[Start]

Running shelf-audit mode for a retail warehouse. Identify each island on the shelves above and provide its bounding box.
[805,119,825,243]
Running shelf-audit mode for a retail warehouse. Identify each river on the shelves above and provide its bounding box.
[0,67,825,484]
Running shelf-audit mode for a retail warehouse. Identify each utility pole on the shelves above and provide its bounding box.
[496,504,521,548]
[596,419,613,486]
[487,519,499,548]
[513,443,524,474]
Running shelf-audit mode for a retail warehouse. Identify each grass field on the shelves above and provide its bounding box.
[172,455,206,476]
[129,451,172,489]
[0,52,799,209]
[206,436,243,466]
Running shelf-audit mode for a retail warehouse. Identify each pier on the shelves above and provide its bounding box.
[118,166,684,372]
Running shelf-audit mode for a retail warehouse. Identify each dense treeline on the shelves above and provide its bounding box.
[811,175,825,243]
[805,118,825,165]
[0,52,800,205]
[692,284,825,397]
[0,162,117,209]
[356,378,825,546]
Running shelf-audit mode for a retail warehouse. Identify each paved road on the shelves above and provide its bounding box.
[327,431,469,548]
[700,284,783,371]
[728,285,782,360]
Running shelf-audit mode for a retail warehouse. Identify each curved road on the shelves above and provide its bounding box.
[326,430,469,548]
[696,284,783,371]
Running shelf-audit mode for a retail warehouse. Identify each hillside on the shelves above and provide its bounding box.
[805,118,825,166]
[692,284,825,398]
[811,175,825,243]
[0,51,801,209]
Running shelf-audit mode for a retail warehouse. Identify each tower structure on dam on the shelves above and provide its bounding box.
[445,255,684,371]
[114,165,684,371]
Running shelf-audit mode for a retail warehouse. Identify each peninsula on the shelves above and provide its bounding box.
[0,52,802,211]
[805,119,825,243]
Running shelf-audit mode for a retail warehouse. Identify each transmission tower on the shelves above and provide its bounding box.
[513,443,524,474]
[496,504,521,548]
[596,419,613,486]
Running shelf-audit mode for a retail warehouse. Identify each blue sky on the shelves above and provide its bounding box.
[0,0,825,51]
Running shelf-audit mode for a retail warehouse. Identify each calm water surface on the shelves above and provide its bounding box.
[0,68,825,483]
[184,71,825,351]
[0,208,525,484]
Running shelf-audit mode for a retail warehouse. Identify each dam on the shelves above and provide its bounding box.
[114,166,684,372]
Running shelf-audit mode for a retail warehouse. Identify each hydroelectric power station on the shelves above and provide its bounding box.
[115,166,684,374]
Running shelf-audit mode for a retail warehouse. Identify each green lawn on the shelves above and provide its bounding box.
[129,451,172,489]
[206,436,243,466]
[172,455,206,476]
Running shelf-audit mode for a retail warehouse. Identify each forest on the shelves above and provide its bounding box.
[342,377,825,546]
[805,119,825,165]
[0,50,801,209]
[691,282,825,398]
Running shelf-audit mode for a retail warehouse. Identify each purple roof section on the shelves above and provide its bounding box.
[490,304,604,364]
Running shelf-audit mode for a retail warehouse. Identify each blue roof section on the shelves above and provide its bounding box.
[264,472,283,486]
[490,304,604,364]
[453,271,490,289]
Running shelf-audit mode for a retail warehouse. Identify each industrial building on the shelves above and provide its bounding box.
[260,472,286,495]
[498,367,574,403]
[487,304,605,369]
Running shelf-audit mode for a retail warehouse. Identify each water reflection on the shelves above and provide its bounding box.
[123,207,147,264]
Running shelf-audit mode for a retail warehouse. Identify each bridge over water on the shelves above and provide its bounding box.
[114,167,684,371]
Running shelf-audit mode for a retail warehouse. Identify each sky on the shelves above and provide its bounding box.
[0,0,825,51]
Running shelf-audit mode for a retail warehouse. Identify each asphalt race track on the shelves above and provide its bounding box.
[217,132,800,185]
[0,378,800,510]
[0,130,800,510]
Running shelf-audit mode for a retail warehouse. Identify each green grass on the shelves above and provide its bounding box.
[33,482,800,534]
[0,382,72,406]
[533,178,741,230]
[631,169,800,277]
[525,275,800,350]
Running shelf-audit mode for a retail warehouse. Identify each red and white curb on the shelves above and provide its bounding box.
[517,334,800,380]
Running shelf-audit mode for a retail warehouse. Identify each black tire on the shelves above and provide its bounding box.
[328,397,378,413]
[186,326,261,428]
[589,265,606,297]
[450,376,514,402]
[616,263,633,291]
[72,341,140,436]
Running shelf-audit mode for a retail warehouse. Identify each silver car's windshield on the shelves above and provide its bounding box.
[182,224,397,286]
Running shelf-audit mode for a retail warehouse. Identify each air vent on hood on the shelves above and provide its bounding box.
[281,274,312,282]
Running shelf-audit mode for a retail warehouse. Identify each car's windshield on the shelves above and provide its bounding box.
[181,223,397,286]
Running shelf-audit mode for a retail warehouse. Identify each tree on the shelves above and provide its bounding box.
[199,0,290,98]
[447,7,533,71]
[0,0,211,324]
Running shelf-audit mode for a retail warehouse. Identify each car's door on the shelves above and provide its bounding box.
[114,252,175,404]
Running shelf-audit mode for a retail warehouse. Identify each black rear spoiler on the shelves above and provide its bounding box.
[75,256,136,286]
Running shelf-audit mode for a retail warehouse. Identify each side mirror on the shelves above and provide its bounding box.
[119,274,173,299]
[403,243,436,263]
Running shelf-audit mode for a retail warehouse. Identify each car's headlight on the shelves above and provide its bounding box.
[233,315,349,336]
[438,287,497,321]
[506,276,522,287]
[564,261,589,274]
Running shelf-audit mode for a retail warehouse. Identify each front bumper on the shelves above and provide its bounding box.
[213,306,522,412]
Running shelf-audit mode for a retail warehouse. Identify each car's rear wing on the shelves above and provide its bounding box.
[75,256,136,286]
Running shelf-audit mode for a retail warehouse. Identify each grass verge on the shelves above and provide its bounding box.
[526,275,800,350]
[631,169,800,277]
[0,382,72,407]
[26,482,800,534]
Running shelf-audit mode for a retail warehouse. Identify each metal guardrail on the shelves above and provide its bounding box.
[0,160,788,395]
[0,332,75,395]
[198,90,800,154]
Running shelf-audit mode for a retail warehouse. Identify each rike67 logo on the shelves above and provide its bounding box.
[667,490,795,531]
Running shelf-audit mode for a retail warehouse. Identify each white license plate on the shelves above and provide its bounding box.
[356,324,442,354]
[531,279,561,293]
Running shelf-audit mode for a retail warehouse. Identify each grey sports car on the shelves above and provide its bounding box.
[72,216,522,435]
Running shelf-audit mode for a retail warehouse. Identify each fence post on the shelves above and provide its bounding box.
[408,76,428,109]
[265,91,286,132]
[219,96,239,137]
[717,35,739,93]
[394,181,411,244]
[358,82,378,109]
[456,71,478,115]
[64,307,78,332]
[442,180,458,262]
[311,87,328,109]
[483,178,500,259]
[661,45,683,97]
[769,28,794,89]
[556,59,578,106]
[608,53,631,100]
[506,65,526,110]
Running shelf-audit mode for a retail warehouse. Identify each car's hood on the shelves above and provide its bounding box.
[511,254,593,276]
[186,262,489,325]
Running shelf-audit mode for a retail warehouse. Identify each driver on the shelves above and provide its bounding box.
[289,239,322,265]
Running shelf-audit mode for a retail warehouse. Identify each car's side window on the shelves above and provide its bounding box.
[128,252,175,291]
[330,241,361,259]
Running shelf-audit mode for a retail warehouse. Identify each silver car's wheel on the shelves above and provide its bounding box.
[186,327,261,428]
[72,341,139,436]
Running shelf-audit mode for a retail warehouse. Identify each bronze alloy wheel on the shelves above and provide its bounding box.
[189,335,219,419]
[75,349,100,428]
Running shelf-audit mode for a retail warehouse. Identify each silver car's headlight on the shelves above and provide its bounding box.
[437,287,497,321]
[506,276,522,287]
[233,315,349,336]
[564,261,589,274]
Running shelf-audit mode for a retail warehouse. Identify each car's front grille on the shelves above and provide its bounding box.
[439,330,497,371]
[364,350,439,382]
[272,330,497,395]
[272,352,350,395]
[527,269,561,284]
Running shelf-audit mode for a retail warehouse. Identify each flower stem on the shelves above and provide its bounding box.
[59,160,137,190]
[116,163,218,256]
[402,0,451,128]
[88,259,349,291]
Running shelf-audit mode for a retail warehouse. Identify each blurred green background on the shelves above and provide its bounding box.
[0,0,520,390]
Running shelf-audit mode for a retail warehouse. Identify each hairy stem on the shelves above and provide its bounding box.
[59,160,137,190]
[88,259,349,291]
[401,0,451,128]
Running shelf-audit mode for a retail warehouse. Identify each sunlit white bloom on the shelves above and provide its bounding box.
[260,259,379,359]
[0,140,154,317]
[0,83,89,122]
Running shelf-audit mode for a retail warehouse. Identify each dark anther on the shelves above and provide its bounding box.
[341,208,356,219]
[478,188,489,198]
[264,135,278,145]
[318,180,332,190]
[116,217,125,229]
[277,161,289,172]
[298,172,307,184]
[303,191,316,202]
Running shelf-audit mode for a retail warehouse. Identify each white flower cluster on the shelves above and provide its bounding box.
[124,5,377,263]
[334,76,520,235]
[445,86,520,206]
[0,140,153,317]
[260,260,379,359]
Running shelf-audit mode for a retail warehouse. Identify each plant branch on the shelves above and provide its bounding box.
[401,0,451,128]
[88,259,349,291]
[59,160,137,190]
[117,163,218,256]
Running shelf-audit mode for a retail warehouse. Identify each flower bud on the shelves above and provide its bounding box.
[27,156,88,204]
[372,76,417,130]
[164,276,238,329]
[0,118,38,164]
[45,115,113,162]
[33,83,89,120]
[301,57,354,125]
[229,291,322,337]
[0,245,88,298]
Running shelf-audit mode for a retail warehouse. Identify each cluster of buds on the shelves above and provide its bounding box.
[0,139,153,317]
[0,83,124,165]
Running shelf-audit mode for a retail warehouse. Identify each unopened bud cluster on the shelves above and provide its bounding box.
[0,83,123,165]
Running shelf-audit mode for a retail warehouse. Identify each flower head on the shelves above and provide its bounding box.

[End]

What you have to do: Reproduce verbatim the lines from the one containing "Identify each river" through the one containing "[118,166,684,372]", including both of those lines.

In response:
Running shelf-audit mode for a retail warehouse. Identify each river on the shelves above and provide its bounding box.
[0,67,825,484]
Running shelf-audit mode for a retail warehouse. Identify each utility pole on the shelves above and provide its bounding box.
[496,504,521,548]
[596,419,613,486]
[487,519,499,548]
[513,443,524,474]
Running shelf-audit mode for a retail warehouse. Identify each grass field on the shelves above and provide its bounding box.
[172,455,206,476]
[129,451,172,489]
[0,52,799,209]
[206,436,243,466]
Running shelf-audit mode for a retail warehouse. Identify each pier on the shelves above and provide its bounding box.
[118,166,684,372]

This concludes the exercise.